REQUIREMENTS:
A) In the franchise excerpt, copy the stretch from "Master franchise arrangements" through "the master franchise.", renaming "Asia-Pacific region" as "Asia-Pacific market".
B) According to the franchise excerpt, which two ordinances protect a franchisor's intellectual property in Hong Kong?
C) List every matter that the franchise excerpt says master franchise agreements must address.
** Start EXCERPT **
International franchisors entering Hong Kong need a Franchise Agreement to establish their brand presence, protect their intellectual property under the Trade Marks Ordinance (Cap. 559) and Copyright Ordinance (Cap. 528), and set enforceable operational standards before any franchisee begins trading. Without a thorough written agreement, the franchisor has limited ability to enforce brand standards or restrict the franchisee's post-termination activities.

Master franchise arrangements require a Franchise Agreement when an international franchisor grants a Hong Kong entity the right to sub-franchise the brand throughout Hong Kong or across the Asia-Pacific region. Master franchise agreements are more complex than single-unit agreements and must address the master franchisee's rights and obligations toward sub-franchisees, the franchisor's audit rights over the master franchisee's operations, and the treatment of sub-franchise agreements on termination of the master franchise.
** End EXCERPT **
** Start MATERIAL PROVIDED **
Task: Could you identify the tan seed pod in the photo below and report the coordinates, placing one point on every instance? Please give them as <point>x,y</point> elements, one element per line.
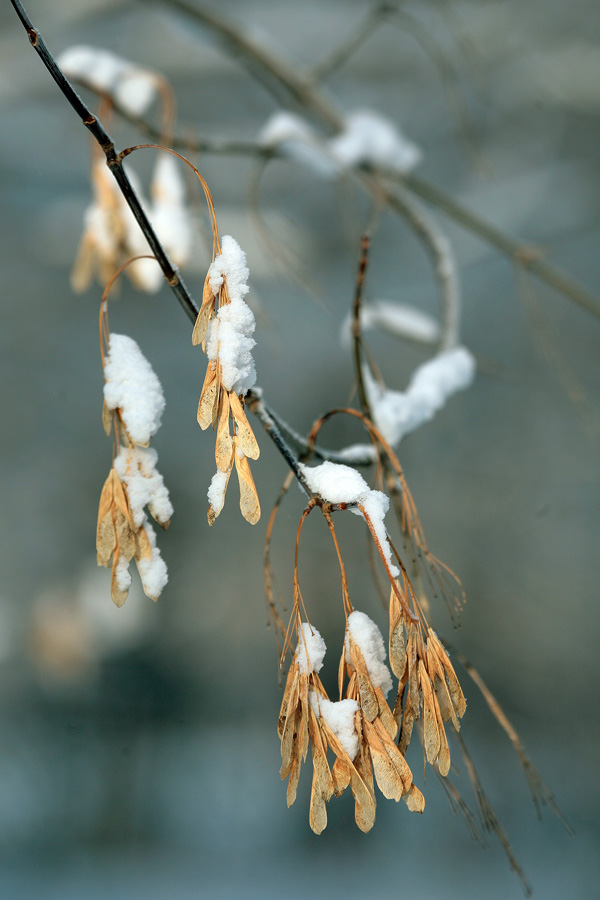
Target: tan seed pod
<point>205,315</point>
<point>317,815</point>
<point>414,799</point>
<point>249,503</point>
<point>218,401</point>
<point>361,785</point>
<point>105,531</point>
<point>293,782</point>
<point>394,754</point>
<point>444,760</point>
<point>244,435</point>
<point>368,698</point>
<point>143,548</point>
<point>118,596</point>
<point>398,655</point>
<point>431,735</point>
<point>458,698</point>
<point>207,397</point>
<point>107,418</point>
<point>387,777</point>
<point>223,446</point>
<point>341,776</point>
<point>125,536</point>
<point>385,714</point>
** End MATERIAL PROVIDED **
THE ANSWERS:
A)
Master franchise arrangements require a Franchise Agreement when an international franchisor grants a Hong Kong entity the right to sub-franchise the brand throughout Hong Kong or across the Asia-Pacific market. Master franchise agreements are more complex than single-unit agreements and must address the master franchisee's rights and obligations toward sub-franchisees, the franchisor's audit rights over the master franchisee's operations, and the treatment of sub-franchise agreements on termination of the master franchise.

B) The Trade Marks Ordinance (Cap. 559) and the Copyright Ordinance (Cap. 528).

C)
- The master franchisee's rights and obligations toward sub-franchisees
- The franchisor's audit rights over the master franchisee's operations
- The treatment of sub-franchise agreements on termination of the master franchise